Write out the stretch of the figure legends from "The authors declare" through "and cancer-cell-extrinsic factors.", switching "competing interests" to "conflicts of interest".

Quoted passage: Begin

The authors declare no competing interests.

Figures

Fig. 1
Fig. 1. Intratumoural heterogeneity as a consequence of cancer-cell-intrinsic and cancer-cell-extrinsic factors.
Individual cancer cells can differ with respect to a large number of capabilities, which are regulated at different levels by cell-intrinsic cues, including genetic, epigenetic and proteomic changes. The major intrinsic causes of intratumoural heterogeneity include cancer cell migration and invasion, genetic instability, epigenomic/transcriptomic and proteomic regulation, the degree of epithelial-to-mesenchymal transition (EMT) and cell plasticity, and the extent of stemness. Extrinsic factors in the tumour microenvironment (TME), such as the tumour vasculature and residing and infiltrating cells of the immune system, also contribute to intratumoural heterogeneity through cell–cell interactions and paracrine signalling. Intratumoural heterogeneity evolves in time and space, changes in response to therapy and the development of resistance, and varies between different patients (adapted from ref. ).
Fig. 2
Fig. 2. Epithelial-to-mesenchymal plasticity during the metastatic process.
Cancer cells can invade the surrounding tissue as single cells by epithelial-to-mesenchymal transition (EMT) followed by protease-independent amoeboid migration, or by EMT and protease-dependent mesenchymal migration. Cells in a hybrid EMT state can migrate as cohesive groups that are often led by a mesenchymal cell (a cancer cell or fibroblast), while mesenchymal cancer cells migrate as single cells or as multicellular streams. Cancer cells can actively intravasate or be passively shed into the circulation. Perivascular macrophages can aid cancer cells in the intravasation process. Circulating tumour cells (CTCs) are found in various stages of EMT as single cells or in clusters with epithelial, hybrid EMT and mesenchymal cancer cells as well as stromal cells, such as neutrophils. Successful metastatic outgrowth requires an epithelial phenotype, which most likely arises from invasive mesenchymal cancer cells undergoing mesenchymal-to-epithelial transition (MET), while tumour dormancy might be associated with a mesenchymal phenotype. Note that the molecular details of the differential regulation of the distinct modes of cancer cell migration and invasion, the intravasation process, the decision to circulate either as single cancer cell or to form CTC clusters, and CTC extravasation, tumour dormancy and metastatic outgrowth, are still widely unknown and remain to be explored.

Quoted passage: End
Input data: Begin

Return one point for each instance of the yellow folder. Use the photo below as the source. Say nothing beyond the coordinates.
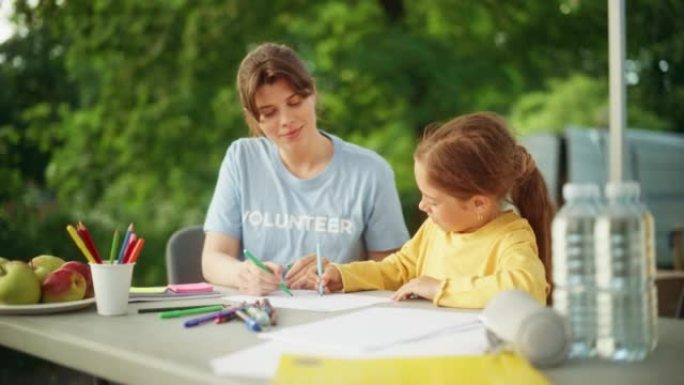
(501, 368)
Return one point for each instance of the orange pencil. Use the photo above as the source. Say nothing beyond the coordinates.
(136, 250)
(79, 243)
(88, 240)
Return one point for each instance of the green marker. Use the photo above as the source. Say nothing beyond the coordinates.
(194, 310)
(263, 267)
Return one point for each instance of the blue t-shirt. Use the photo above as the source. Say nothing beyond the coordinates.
(351, 207)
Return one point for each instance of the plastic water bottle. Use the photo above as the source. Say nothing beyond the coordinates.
(574, 295)
(625, 265)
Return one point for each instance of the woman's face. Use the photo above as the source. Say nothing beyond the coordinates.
(448, 212)
(285, 117)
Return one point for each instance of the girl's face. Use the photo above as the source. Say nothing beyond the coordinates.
(285, 117)
(448, 212)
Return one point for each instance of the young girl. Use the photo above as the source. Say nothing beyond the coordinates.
(471, 246)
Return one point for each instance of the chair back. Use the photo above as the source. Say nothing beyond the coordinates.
(184, 255)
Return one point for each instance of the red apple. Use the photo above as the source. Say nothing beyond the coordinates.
(63, 285)
(84, 269)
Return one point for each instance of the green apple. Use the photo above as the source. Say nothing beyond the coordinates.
(18, 284)
(63, 285)
(45, 264)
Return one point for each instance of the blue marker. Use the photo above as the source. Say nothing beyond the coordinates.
(319, 267)
(210, 317)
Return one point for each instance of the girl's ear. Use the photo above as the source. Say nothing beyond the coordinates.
(480, 202)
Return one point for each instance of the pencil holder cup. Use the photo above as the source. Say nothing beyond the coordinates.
(112, 283)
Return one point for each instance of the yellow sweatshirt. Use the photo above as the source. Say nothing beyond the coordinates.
(473, 267)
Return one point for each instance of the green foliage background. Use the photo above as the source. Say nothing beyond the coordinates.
(114, 112)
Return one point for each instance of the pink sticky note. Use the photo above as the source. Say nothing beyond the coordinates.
(200, 287)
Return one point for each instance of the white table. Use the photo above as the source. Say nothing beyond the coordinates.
(142, 349)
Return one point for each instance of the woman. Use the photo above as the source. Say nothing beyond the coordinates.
(292, 186)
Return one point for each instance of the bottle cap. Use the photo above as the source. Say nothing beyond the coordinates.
(580, 190)
(535, 331)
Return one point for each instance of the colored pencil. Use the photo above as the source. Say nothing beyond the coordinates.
(115, 242)
(88, 240)
(263, 267)
(79, 243)
(129, 247)
(136, 251)
(319, 268)
(119, 259)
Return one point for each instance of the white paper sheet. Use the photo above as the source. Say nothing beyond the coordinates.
(310, 300)
(374, 329)
(261, 361)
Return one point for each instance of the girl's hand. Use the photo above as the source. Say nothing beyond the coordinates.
(331, 279)
(304, 273)
(424, 287)
(255, 281)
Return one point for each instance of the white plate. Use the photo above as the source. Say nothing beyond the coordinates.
(46, 308)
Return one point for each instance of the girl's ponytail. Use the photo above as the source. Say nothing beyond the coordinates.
(530, 195)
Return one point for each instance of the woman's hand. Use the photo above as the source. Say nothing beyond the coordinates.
(254, 281)
(331, 279)
(304, 273)
(424, 287)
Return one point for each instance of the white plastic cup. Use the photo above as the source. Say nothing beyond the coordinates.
(112, 283)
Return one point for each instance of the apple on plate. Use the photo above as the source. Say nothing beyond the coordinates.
(18, 284)
(45, 264)
(84, 269)
(63, 285)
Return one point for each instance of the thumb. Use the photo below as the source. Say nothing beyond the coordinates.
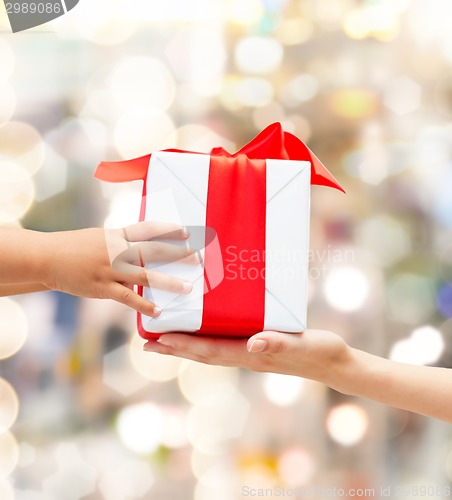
(268, 342)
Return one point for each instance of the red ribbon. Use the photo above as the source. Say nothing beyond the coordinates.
(272, 143)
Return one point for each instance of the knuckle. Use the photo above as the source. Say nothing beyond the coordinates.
(276, 346)
(127, 296)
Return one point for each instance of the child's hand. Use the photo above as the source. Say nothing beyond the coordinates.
(313, 354)
(106, 263)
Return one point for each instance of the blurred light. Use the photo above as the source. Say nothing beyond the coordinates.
(283, 390)
(9, 404)
(16, 191)
(259, 55)
(139, 427)
(193, 137)
(347, 424)
(129, 479)
(201, 462)
(7, 58)
(245, 13)
(303, 88)
(79, 140)
(7, 492)
(299, 126)
(254, 92)
(74, 478)
(379, 20)
(9, 454)
(52, 177)
(7, 102)
(153, 366)
(13, 328)
(174, 428)
(216, 418)
(424, 347)
(294, 31)
(353, 104)
(402, 96)
(100, 22)
(171, 11)
(27, 455)
(140, 135)
(374, 163)
(411, 298)
(449, 465)
(199, 56)
(22, 143)
(119, 374)
(442, 199)
(197, 380)
(217, 482)
(444, 300)
(142, 84)
(431, 148)
(386, 237)
(443, 90)
(346, 288)
(296, 467)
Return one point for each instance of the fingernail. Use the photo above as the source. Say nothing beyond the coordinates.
(166, 342)
(258, 345)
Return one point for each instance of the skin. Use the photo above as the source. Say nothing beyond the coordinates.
(324, 357)
(94, 263)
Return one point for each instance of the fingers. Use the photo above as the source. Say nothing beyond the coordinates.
(144, 231)
(210, 348)
(158, 347)
(141, 276)
(128, 297)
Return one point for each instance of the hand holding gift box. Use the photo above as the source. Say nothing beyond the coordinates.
(248, 216)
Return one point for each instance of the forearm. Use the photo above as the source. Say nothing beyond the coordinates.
(24, 255)
(421, 389)
(21, 288)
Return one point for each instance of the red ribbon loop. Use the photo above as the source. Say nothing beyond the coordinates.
(271, 143)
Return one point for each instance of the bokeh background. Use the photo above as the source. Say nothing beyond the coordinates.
(84, 413)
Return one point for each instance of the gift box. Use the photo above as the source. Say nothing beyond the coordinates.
(248, 217)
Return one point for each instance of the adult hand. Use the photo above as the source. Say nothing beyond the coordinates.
(106, 263)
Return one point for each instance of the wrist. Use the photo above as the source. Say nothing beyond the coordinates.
(41, 257)
(358, 372)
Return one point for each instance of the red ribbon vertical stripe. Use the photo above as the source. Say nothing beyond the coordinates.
(236, 210)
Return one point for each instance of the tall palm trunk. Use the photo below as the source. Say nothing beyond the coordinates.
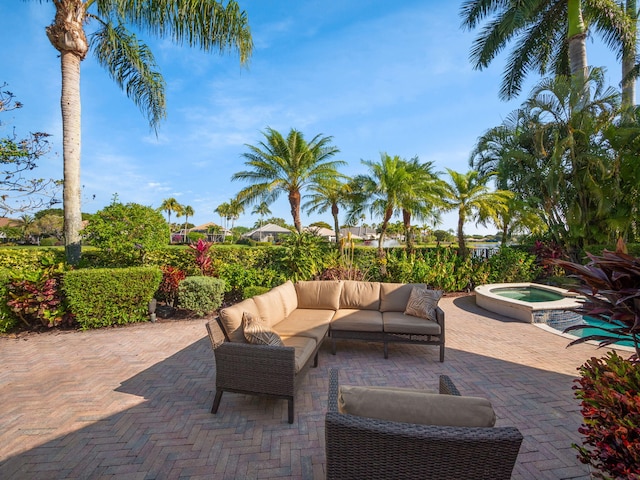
(294, 201)
(383, 230)
(629, 59)
(67, 36)
(577, 34)
(336, 223)
(406, 220)
(462, 246)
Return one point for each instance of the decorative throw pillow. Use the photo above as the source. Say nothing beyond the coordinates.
(423, 302)
(256, 331)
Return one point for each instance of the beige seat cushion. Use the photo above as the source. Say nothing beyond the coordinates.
(398, 322)
(362, 295)
(394, 296)
(271, 307)
(423, 302)
(287, 292)
(305, 323)
(231, 319)
(304, 346)
(357, 320)
(321, 295)
(416, 406)
(257, 332)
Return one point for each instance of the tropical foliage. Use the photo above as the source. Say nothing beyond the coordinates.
(126, 233)
(209, 25)
(570, 158)
(549, 36)
(288, 165)
(609, 394)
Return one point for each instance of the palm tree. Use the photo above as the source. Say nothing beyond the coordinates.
(469, 194)
(548, 34)
(235, 210)
(286, 165)
(261, 209)
(169, 205)
(224, 211)
(207, 24)
(329, 194)
(188, 212)
(393, 186)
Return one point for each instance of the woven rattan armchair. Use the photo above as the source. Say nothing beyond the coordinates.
(255, 369)
(360, 447)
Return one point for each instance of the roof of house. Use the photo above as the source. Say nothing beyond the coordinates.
(267, 229)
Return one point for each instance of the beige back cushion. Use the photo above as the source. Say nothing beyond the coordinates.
(394, 296)
(322, 295)
(361, 295)
(231, 319)
(416, 406)
(288, 295)
(270, 307)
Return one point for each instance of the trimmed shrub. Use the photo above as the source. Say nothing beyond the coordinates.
(126, 233)
(19, 259)
(201, 295)
(509, 265)
(249, 292)
(8, 320)
(104, 297)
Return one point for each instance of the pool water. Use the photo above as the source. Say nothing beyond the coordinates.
(585, 332)
(528, 294)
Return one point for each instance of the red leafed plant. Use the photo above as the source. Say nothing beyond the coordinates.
(201, 253)
(168, 289)
(38, 301)
(609, 390)
(609, 291)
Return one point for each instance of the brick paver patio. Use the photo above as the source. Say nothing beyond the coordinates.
(133, 403)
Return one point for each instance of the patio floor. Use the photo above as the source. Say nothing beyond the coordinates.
(133, 403)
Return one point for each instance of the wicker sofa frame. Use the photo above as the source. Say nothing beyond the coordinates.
(359, 447)
(391, 337)
(255, 369)
(271, 370)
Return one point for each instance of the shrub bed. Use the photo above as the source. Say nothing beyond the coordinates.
(115, 296)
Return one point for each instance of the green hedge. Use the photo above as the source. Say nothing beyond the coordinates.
(113, 296)
(201, 295)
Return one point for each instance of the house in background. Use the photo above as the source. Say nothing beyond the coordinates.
(325, 233)
(268, 233)
(213, 231)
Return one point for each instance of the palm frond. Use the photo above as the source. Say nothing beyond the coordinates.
(132, 65)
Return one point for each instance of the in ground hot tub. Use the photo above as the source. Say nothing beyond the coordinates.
(527, 302)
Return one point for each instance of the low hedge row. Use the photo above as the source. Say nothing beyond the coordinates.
(110, 296)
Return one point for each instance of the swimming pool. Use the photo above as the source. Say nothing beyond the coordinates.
(589, 330)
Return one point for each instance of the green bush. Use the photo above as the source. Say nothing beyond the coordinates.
(509, 265)
(8, 320)
(125, 234)
(19, 259)
(115, 296)
(238, 277)
(249, 292)
(201, 295)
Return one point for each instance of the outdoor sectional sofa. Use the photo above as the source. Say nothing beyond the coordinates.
(303, 315)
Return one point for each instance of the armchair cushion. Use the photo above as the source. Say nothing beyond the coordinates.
(256, 331)
(323, 295)
(361, 295)
(231, 318)
(423, 302)
(415, 406)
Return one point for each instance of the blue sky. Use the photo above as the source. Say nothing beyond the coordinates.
(377, 76)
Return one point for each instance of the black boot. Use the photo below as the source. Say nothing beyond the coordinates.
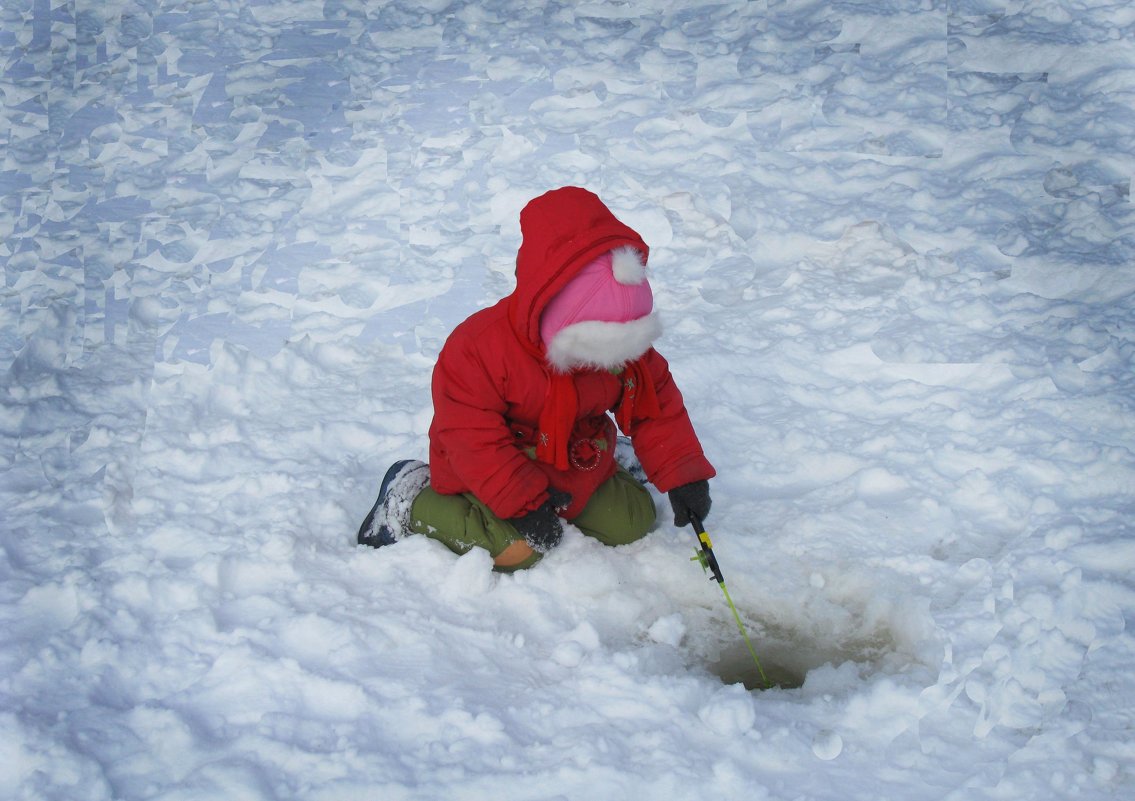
(389, 517)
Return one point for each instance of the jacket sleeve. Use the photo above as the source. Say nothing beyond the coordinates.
(470, 432)
(666, 445)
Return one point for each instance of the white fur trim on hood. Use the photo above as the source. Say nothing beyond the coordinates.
(603, 345)
(627, 264)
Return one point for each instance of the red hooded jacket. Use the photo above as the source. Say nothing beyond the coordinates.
(496, 397)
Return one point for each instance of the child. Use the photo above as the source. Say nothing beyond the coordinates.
(521, 437)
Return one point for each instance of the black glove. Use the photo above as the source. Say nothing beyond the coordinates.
(690, 500)
(541, 528)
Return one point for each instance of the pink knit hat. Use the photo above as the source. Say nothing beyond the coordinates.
(612, 288)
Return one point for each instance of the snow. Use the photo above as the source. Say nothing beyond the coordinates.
(893, 247)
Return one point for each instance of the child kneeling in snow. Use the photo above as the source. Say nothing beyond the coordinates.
(521, 437)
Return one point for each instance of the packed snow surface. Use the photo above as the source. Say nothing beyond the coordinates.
(893, 246)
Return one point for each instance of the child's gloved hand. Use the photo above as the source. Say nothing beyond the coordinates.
(690, 500)
(541, 528)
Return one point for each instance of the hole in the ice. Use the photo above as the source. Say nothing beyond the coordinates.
(736, 666)
(789, 657)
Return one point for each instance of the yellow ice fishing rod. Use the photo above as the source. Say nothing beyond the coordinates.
(708, 562)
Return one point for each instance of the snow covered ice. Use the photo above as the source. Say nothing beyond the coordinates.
(894, 249)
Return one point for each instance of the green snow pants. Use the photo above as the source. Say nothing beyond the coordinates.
(620, 512)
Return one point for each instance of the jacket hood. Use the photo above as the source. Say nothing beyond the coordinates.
(562, 232)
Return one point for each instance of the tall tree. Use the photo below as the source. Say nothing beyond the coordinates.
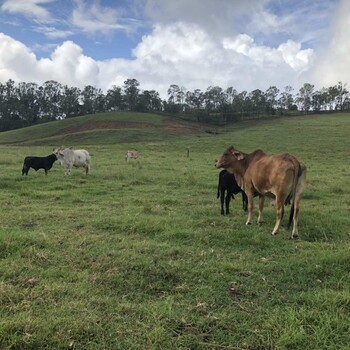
(304, 97)
(131, 93)
(114, 99)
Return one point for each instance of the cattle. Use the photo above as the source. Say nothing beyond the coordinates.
(131, 155)
(280, 176)
(38, 163)
(227, 184)
(69, 157)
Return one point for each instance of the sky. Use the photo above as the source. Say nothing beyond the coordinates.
(195, 44)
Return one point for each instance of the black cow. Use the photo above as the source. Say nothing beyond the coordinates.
(228, 184)
(38, 163)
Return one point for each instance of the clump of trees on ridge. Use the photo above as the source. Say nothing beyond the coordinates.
(23, 104)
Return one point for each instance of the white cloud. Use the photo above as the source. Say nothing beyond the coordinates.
(95, 18)
(194, 52)
(182, 54)
(332, 61)
(31, 8)
(293, 55)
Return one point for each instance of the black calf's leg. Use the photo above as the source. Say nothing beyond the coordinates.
(222, 199)
(227, 201)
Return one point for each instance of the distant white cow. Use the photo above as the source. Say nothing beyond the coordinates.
(131, 155)
(70, 157)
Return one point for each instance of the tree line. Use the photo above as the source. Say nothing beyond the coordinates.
(23, 104)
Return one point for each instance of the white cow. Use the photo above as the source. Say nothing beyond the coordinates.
(73, 157)
(131, 155)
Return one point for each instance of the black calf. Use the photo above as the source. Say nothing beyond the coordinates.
(228, 184)
(38, 163)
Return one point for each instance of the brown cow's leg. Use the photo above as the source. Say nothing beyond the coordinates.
(261, 207)
(295, 218)
(280, 212)
(250, 207)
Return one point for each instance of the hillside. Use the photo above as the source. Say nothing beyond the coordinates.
(103, 128)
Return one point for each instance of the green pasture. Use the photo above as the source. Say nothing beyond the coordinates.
(137, 256)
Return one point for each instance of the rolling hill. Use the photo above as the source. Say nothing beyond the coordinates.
(103, 128)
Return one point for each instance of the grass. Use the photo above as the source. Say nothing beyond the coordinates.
(137, 256)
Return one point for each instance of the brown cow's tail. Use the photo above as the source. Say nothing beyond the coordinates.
(297, 174)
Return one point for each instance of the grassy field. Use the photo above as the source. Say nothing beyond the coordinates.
(137, 255)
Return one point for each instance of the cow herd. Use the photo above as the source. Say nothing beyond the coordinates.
(281, 177)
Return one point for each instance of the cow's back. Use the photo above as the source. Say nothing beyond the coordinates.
(267, 172)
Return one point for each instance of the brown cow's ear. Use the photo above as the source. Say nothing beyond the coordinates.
(238, 155)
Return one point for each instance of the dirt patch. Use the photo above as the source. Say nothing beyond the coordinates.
(103, 124)
(168, 125)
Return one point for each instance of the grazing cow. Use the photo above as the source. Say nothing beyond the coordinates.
(70, 157)
(281, 176)
(228, 184)
(38, 163)
(131, 155)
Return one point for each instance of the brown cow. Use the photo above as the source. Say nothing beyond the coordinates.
(281, 176)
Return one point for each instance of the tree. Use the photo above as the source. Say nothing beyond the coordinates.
(114, 99)
(50, 100)
(131, 93)
(257, 102)
(304, 97)
(285, 102)
(271, 99)
(70, 105)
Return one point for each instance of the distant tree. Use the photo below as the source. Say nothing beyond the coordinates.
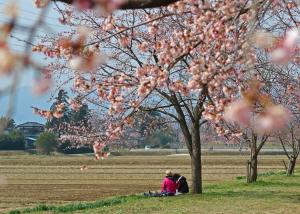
(46, 143)
(55, 123)
(80, 117)
(12, 141)
(290, 141)
(18, 140)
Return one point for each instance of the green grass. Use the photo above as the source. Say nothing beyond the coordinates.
(273, 193)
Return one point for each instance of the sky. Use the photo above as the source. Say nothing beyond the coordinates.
(25, 99)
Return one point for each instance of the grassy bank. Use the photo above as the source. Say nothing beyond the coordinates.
(274, 193)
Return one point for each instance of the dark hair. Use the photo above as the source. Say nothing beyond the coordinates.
(176, 176)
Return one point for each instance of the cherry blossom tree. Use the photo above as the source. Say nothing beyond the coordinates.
(183, 61)
(173, 61)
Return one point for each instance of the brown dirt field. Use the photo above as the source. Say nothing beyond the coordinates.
(26, 180)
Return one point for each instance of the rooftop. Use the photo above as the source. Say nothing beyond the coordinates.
(30, 124)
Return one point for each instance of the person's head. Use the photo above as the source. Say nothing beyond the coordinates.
(176, 175)
(168, 173)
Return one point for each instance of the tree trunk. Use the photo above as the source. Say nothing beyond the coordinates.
(196, 164)
(291, 168)
(253, 169)
(252, 175)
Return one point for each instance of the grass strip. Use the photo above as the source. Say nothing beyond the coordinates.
(78, 206)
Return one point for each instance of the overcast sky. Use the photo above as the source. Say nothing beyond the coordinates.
(28, 14)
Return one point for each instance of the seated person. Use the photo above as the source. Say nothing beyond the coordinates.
(168, 187)
(181, 184)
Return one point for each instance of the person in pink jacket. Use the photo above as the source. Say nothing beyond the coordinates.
(168, 187)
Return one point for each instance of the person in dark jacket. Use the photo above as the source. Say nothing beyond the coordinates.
(181, 184)
(168, 187)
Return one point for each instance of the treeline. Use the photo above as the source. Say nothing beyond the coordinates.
(10, 138)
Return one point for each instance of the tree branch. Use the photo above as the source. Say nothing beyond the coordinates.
(136, 4)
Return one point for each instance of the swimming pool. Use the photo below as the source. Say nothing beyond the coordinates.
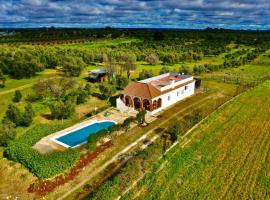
(80, 135)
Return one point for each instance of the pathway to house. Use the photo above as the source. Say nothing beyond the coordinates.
(131, 145)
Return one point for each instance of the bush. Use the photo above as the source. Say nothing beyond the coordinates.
(121, 82)
(88, 88)
(113, 128)
(14, 115)
(144, 74)
(17, 96)
(141, 116)
(7, 133)
(164, 70)
(92, 141)
(126, 124)
(81, 95)
(152, 59)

Input data: End

Response ::
The authors declare no conflicts of interest.

Figures

Fig. 1
Fig. 1. Intratumoural heterogeneity as a consequence of cancer-cell-intrinsic and cancer-cell-extrinsic factors.